◆ **Exercise requirements**
Copy the material from its start through the line containing "187L26 186L0 198L1", inclusive, replacing "garden bed" with "flower bed" and leaving everything else unchanged. Leave the pictures out.

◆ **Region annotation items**
##############################

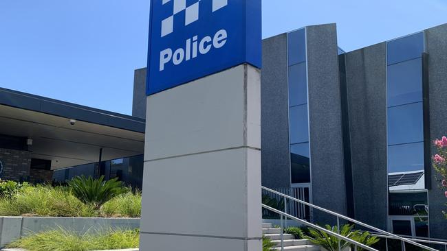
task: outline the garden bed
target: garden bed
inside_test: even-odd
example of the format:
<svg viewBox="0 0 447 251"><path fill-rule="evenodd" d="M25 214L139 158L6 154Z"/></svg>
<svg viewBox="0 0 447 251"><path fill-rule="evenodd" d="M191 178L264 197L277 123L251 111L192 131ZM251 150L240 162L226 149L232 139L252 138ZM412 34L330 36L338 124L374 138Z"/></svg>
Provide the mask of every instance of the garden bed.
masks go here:
<svg viewBox="0 0 447 251"><path fill-rule="evenodd" d="M138 250L138 229L90 229L83 234L63 228L31 234L7 245L28 251Z"/></svg>
<svg viewBox="0 0 447 251"><path fill-rule="evenodd" d="M139 228L140 218L0 217L0 247L21 237L52 229L69 229L84 235L92 230Z"/></svg>
<svg viewBox="0 0 447 251"><path fill-rule="evenodd" d="M66 187L26 186L0 198L1 216L139 217L141 193L129 191L100 208L83 202Z"/></svg>

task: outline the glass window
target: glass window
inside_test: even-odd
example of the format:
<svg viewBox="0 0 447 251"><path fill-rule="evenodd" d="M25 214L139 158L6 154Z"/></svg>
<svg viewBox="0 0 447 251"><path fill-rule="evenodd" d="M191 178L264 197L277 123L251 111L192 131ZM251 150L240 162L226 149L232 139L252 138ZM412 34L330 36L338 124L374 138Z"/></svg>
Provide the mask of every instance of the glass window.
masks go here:
<svg viewBox="0 0 447 251"><path fill-rule="evenodd" d="M411 221L408 219L393 219L393 233L408 236L413 235L411 232Z"/></svg>
<svg viewBox="0 0 447 251"><path fill-rule="evenodd" d="M290 145L292 183L310 182L309 143Z"/></svg>
<svg viewBox="0 0 447 251"><path fill-rule="evenodd" d="M422 102L388 108L388 144L424 141Z"/></svg>
<svg viewBox="0 0 447 251"><path fill-rule="evenodd" d="M290 145L290 153L309 158L309 142Z"/></svg>
<svg viewBox="0 0 447 251"><path fill-rule="evenodd" d="M424 143L388 147L389 173L424 170Z"/></svg>
<svg viewBox="0 0 447 251"><path fill-rule="evenodd" d="M289 108L290 116L290 143L309 141L307 128L307 105L304 104Z"/></svg>
<svg viewBox="0 0 447 251"><path fill-rule="evenodd" d="M428 215L427 193L390 193L390 215Z"/></svg>
<svg viewBox="0 0 447 251"><path fill-rule="evenodd" d="M306 62L289 67L289 106L307 103Z"/></svg>
<svg viewBox="0 0 447 251"><path fill-rule="evenodd" d="M420 58L424 52L424 32L398 38L387 43L388 65Z"/></svg>
<svg viewBox="0 0 447 251"><path fill-rule="evenodd" d="M415 231L416 236L428 237L428 217L415 217Z"/></svg>
<svg viewBox="0 0 447 251"><path fill-rule="evenodd" d="M388 67L388 106L422 101L422 60Z"/></svg>
<svg viewBox="0 0 447 251"><path fill-rule="evenodd" d="M289 65L306 60L306 32L305 29L287 34Z"/></svg>

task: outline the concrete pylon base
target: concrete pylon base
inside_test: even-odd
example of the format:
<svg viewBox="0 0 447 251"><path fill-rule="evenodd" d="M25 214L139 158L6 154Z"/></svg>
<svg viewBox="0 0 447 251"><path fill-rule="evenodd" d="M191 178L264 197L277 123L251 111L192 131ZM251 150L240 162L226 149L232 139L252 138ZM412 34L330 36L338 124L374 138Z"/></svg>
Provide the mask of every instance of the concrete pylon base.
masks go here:
<svg viewBox="0 0 447 251"><path fill-rule="evenodd" d="M259 70L147 97L140 250L261 251Z"/></svg>

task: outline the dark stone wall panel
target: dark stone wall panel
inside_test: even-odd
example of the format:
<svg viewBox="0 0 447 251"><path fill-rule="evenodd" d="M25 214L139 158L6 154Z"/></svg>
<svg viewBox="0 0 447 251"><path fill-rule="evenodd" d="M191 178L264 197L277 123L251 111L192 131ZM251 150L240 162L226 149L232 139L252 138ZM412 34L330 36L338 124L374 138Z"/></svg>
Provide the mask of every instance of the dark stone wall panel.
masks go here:
<svg viewBox="0 0 447 251"><path fill-rule="evenodd" d="M316 205L346 215L336 25L307 27L307 47L312 200ZM328 222L323 215L314 214L314 219Z"/></svg>
<svg viewBox="0 0 447 251"><path fill-rule="evenodd" d="M387 229L386 61L382 43L346 54L356 219Z"/></svg>
<svg viewBox="0 0 447 251"><path fill-rule="evenodd" d="M261 72L262 184L290 187L287 34L263 40Z"/></svg>
<svg viewBox="0 0 447 251"><path fill-rule="evenodd" d="M426 50L428 54L430 138L447 135L447 24L425 31ZM435 147L432 152L435 152ZM447 239L447 198L439 189L439 179L432 169L431 187L428 191L430 237Z"/></svg>

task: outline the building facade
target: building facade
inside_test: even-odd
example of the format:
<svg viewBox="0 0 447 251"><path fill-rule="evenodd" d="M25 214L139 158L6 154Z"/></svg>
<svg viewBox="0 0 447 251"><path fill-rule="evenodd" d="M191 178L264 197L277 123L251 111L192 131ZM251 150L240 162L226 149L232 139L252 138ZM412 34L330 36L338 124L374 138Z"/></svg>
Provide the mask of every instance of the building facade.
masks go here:
<svg viewBox="0 0 447 251"><path fill-rule="evenodd" d="M119 177L141 187L144 119L0 88L0 178Z"/></svg>
<svg viewBox="0 0 447 251"><path fill-rule="evenodd" d="M431 167L432 141L447 133L446 64L447 25L350 52L335 24L264 39L263 185L397 234L447 239Z"/></svg>
<svg viewBox="0 0 447 251"><path fill-rule="evenodd" d="M349 52L336 34L312 25L263 40L263 185L397 234L447 239L430 157L447 134L447 25ZM146 74L135 71L133 116L0 89L0 177L104 175L141 187Z"/></svg>

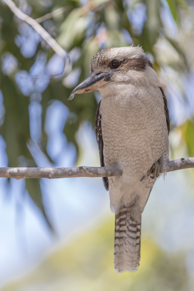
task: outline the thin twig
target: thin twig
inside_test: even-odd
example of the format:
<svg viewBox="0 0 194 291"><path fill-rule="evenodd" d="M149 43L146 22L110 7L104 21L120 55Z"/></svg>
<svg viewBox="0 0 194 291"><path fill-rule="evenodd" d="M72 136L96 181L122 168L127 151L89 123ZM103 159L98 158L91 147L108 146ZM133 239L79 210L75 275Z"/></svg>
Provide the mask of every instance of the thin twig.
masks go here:
<svg viewBox="0 0 194 291"><path fill-rule="evenodd" d="M69 56L65 51L35 19L33 19L21 11L12 0L3 0L3 1L17 17L29 24L37 31L59 56L64 60L67 58L69 60Z"/></svg>
<svg viewBox="0 0 194 291"><path fill-rule="evenodd" d="M194 168L194 157L182 158L168 163L167 172ZM121 176L122 169L113 167L74 167L73 168L0 167L0 177L16 179L47 178L49 179L76 177L110 177Z"/></svg>
<svg viewBox="0 0 194 291"><path fill-rule="evenodd" d="M62 14L63 12L65 12L66 11L68 10L70 7L70 5L69 5L67 6L64 6L63 7L61 7L60 8L58 8L58 9L56 9L56 10L54 10L52 12L47 13L47 14L45 14L45 15L43 15L43 16L41 16L41 17L36 18L35 20L38 23L41 23L42 22L43 22L43 21L45 21L51 18L52 18L53 17L55 17L56 16L58 16L58 15L60 15L60 14Z"/></svg>

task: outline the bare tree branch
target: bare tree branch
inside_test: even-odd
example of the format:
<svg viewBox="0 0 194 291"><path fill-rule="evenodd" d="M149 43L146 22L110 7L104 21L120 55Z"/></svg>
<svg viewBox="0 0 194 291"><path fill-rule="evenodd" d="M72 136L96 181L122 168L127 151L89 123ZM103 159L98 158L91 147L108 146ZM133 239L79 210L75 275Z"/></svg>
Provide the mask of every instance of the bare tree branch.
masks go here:
<svg viewBox="0 0 194 291"><path fill-rule="evenodd" d="M41 23L41 22L45 21L45 20L50 19L53 17L57 16L65 12L65 11L67 11L69 9L70 7L70 5L67 5L64 7L61 7L60 8L56 9L56 10L54 10L50 13L47 13L47 14L43 15L41 17L39 17L39 18L36 18L35 20L38 23Z"/></svg>
<svg viewBox="0 0 194 291"><path fill-rule="evenodd" d="M194 157L182 158L168 163L167 172L194 168ZM73 168L0 167L0 178L47 178L49 179L76 177L109 177L121 176L122 169L113 167L74 167Z"/></svg>
<svg viewBox="0 0 194 291"><path fill-rule="evenodd" d="M35 19L21 11L12 0L3 1L17 17L33 27L59 56L65 60L68 58L69 60L69 56L65 51Z"/></svg>
<svg viewBox="0 0 194 291"><path fill-rule="evenodd" d="M0 177L21 179L48 178L49 179L75 177L108 177L120 176L119 167L74 167L73 168L0 167Z"/></svg>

##############################

◆ **Solution to the exercise**
task: outline the flower bed
target: flower bed
inside_test: even-odd
example of the format:
<svg viewBox="0 0 447 251"><path fill-rule="evenodd" d="M25 214L139 158L6 154Z"/></svg>
<svg viewBox="0 0 447 251"><path fill-rule="evenodd" d="M191 178L264 197L277 123L251 111L192 131ZM251 150L240 162L226 149L232 139L252 138ZM412 34L330 36L338 124L374 138Z"/></svg>
Provide the mask of every instance of the flower bed.
masks go here:
<svg viewBox="0 0 447 251"><path fill-rule="evenodd" d="M138 250L138 229L90 229L83 234L63 228L31 234L7 245L28 251Z"/></svg>
<svg viewBox="0 0 447 251"><path fill-rule="evenodd" d="M139 228L140 218L0 217L0 247L21 237L52 229L69 229L84 235L92 230Z"/></svg>
<svg viewBox="0 0 447 251"><path fill-rule="evenodd" d="M66 187L26 186L0 198L1 216L139 217L141 193L129 191L100 208L83 202Z"/></svg>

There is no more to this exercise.